# Items
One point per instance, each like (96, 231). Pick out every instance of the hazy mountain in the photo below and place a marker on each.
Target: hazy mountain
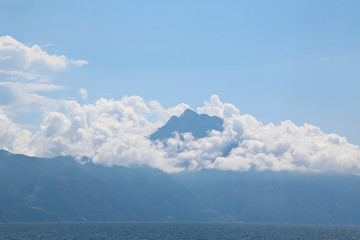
(276, 197)
(60, 189)
(198, 124)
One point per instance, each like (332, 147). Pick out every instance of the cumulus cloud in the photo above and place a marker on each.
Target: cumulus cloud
(83, 93)
(25, 71)
(115, 132)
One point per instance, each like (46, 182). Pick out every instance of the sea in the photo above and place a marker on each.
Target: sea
(187, 231)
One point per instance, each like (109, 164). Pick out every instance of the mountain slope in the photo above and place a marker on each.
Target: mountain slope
(60, 189)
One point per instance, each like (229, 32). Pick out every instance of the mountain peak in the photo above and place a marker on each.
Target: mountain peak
(188, 113)
(199, 125)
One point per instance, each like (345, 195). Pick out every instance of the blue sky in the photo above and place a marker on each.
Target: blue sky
(275, 60)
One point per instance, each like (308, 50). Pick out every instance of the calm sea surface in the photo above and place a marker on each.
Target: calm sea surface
(173, 231)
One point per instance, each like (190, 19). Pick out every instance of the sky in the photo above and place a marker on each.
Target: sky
(272, 60)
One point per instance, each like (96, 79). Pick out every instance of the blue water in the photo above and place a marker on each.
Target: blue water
(174, 231)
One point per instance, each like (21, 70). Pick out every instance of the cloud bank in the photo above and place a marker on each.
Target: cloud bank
(116, 132)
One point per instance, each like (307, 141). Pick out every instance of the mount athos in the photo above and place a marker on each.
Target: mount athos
(71, 189)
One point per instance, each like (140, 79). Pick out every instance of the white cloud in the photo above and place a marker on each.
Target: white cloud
(25, 71)
(83, 93)
(16, 57)
(116, 133)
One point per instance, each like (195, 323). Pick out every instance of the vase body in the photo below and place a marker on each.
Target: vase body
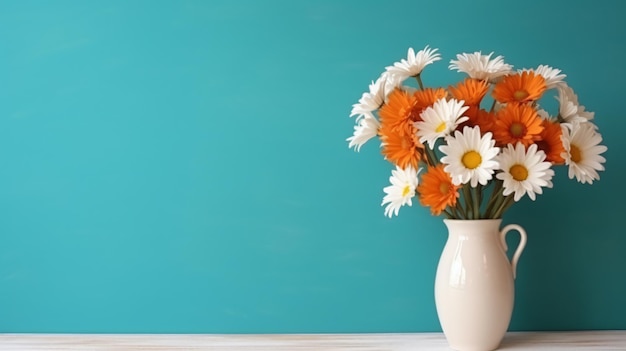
(474, 285)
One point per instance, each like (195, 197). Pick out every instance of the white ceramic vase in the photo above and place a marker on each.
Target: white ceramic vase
(474, 290)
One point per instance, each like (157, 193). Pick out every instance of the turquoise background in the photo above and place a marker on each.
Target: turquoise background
(181, 166)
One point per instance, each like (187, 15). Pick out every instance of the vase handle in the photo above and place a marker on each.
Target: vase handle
(520, 247)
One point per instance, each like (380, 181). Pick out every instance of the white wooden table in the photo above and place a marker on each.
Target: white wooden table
(587, 340)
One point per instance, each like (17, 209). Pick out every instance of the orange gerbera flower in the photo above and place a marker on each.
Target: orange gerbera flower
(436, 190)
(517, 123)
(479, 117)
(470, 90)
(550, 142)
(427, 97)
(520, 88)
(398, 113)
(401, 148)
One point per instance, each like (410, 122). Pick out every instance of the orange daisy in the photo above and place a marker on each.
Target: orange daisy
(551, 143)
(437, 191)
(470, 90)
(479, 117)
(401, 149)
(427, 97)
(519, 88)
(398, 113)
(517, 123)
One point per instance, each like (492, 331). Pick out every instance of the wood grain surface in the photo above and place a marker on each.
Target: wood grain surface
(585, 340)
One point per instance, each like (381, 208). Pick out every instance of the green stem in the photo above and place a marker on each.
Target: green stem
(460, 210)
(493, 106)
(495, 195)
(476, 200)
(433, 157)
(419, 81)
(468, 201)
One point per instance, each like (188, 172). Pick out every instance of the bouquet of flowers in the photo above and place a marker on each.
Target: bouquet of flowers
(473, 149)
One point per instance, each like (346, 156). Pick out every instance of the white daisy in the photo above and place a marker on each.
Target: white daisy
(551, 75)
(470, 157)
(372, 99)
(366, 128)
(569, 109)
(524, 171)
(440, 120)
(414, 63)
(582, 151)
(480, 66)
(401, 191)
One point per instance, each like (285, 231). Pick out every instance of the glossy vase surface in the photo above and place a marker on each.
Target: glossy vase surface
(474, 285)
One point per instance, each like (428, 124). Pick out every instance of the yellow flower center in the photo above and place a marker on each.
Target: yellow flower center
(444, 188)
(575, 153)
(517, 130)
(519, 172)
(520, 95)
(441, 127)
(471, 159)
(406, 190)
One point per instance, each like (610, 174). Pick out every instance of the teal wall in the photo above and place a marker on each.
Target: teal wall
(181, 166)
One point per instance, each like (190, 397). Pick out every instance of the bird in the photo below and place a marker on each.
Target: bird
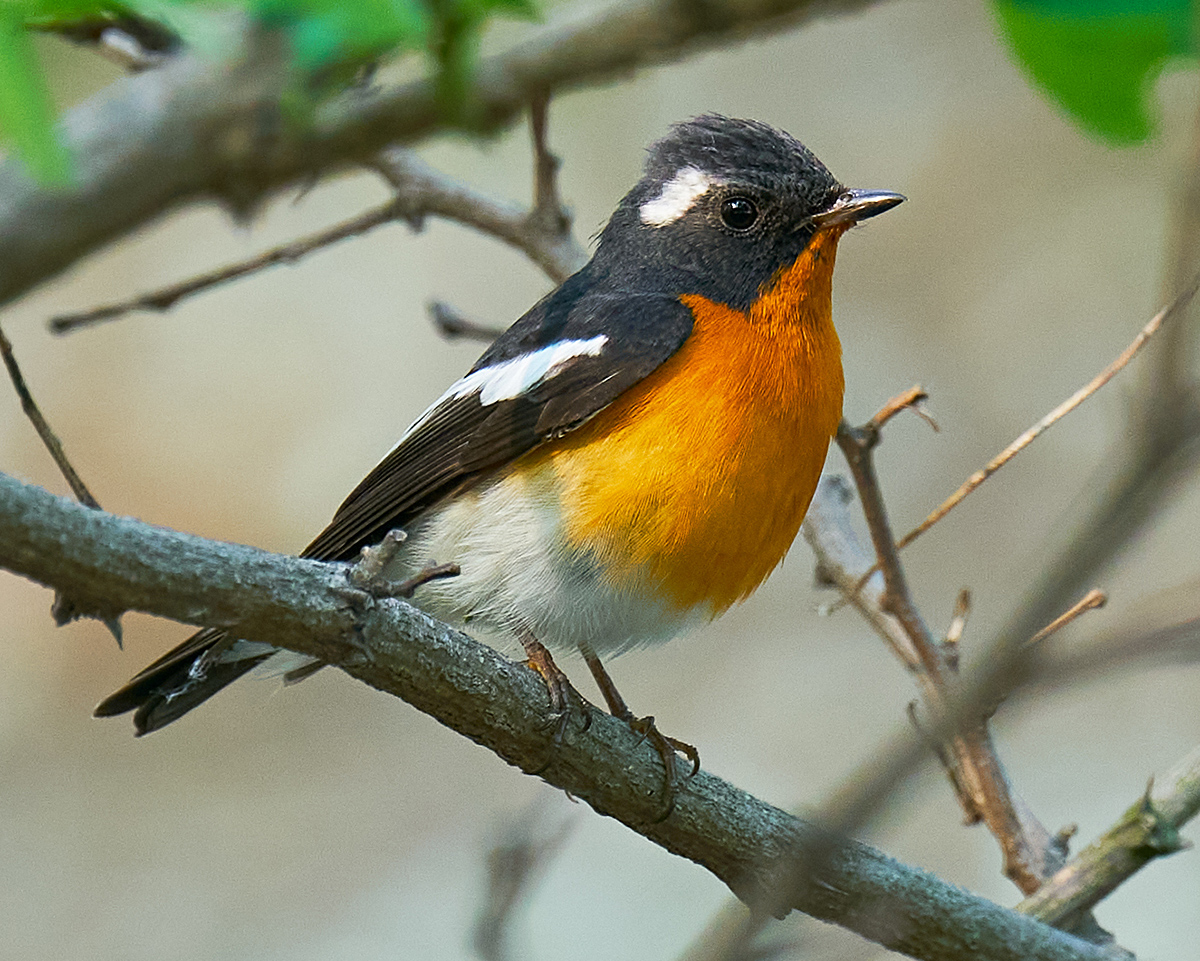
(629, 458)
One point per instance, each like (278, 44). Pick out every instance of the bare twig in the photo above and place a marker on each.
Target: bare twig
(138, 152)
(547, 214)
(911, 400)
(1147, 830)
(984, 790)
(420, 192)
(955, 629)
(65, 607)
(1055, 415)
(42, 426)
(168, 296)
(453, 325)
(1090, 601)
(977, 772)
(303, 605)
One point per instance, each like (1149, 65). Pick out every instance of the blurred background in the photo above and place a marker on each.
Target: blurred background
(329, 821)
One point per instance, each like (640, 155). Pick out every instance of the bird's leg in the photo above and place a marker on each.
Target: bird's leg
(667, 748)
(556, 682)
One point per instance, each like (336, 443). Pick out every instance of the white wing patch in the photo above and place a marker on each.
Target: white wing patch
(678, 196)
(511, 378)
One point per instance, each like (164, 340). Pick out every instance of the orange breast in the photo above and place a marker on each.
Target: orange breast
(696, 480)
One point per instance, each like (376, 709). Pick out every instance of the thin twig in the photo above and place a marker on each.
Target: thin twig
(423, 192)
(1090, 601)
(547, 214)
(42, 426)
(984, 790)
(65, 607)
(1145, 832)
(303, 605)
(955, 629)
(514, 866)
(168, 296)
(1055, 415)
(911, 400)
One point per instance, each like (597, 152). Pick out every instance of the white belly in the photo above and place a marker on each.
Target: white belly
(519, 570)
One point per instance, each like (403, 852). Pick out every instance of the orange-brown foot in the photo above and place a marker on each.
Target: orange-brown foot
(669, 749)
(557, 683)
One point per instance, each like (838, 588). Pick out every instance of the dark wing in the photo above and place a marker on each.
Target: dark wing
(559, 365)
(553, 370)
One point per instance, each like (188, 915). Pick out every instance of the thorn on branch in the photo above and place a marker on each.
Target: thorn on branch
(954, 632)
(367, 570)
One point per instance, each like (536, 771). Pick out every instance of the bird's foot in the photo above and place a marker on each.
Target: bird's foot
(557, 683)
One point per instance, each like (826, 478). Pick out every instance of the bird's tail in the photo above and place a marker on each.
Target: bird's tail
(184, 678)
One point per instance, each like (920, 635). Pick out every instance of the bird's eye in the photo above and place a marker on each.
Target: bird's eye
(739, 212)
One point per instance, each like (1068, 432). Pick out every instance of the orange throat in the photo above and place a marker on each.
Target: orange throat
(694, 484)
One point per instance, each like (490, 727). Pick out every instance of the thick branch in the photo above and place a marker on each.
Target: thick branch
(309, 607)
(197, 130)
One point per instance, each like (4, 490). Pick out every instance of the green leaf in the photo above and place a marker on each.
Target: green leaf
(27, 116)
(1098, 59)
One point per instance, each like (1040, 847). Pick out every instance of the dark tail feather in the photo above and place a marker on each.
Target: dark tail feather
(181, 679)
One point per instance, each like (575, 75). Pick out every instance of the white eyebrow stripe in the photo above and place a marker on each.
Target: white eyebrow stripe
(678, 196)
(511, 378)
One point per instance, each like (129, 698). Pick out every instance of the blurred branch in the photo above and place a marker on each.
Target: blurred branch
(310, 607)
(973, 764)
(1179, 305)
(1147, 830)
(453, 325)
(42, 426)
(201, 130)
(514, 865)
(543, 233)
(166, 298)
(421, 191)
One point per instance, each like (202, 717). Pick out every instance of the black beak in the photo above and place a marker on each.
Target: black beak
(856, 205)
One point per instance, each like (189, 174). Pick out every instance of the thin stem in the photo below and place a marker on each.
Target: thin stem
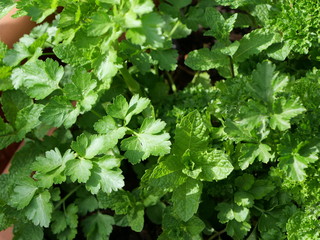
(173, 86)
(96, 113)
(48, 54)
(132, 84)
(66, 197)
(174, 28)
(231, 67)
(217, 234)
(259, 209)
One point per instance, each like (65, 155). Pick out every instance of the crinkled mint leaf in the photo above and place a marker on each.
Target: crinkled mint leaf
(253, 43)
(186, 199)
(191, 133)
(23, 193)
(39, 78)
(284, 110)
(205, 59)
(150, 33)
(148, 141)
(100, 24)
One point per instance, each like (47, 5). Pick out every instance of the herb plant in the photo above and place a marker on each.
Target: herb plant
(180, 119)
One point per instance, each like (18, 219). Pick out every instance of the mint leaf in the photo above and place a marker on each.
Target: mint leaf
(191, 133)
(186, 199)
(100, 24)
(253, 43)
(284, 110)
(105, 175)
(148, 141)
(149, 34)
(98, 226)
(39, 210)
(266, 82)
(39, 78)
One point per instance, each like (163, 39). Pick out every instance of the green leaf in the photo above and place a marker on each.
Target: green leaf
(25, 231)
(23, 193)
(230, 211)
(261, 188)
(245, 181)
(39, 210)
(88, 146)
(105, 175)
(150, 33)
(252, 44)
(284, 110)
(119, 107)
(238, 230)
(167, 59)
(61, 221)
(82, 90)
(173, 7)
(12, 102)
(244, 199)
(204, 59)
(98, 226)
(100, 24)
(39, 78)
(186, 199)
(79, 169)
(136, 105)
(149, 141)
(50, 168)
(5, 7)
(107, 65)
(59, 111)
(25, 121)
(266, 82)
(191, 133)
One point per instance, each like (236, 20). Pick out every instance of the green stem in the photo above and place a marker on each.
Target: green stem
(173, 86)
(217, 234)
(66, 197)
(174, 28)
(133, 85)
(231, 67)
(96, 113)
(48, 54)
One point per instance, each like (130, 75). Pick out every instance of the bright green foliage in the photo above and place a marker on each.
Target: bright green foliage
(201, 117)
(98, 226)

# Directions for this task
Update the entries from the line holding "One point per instance, each like (130, 75)." through the last line above, inclusive, by replacing "foliage" with "leaves" and leaving all else unchanged.

# Response
One point per instance, each like (130, 75). Pick out every instance of the bright green leaves in the photo above and place a marker on each.
Target: bright green leaves
(201, 117)
(98, 226)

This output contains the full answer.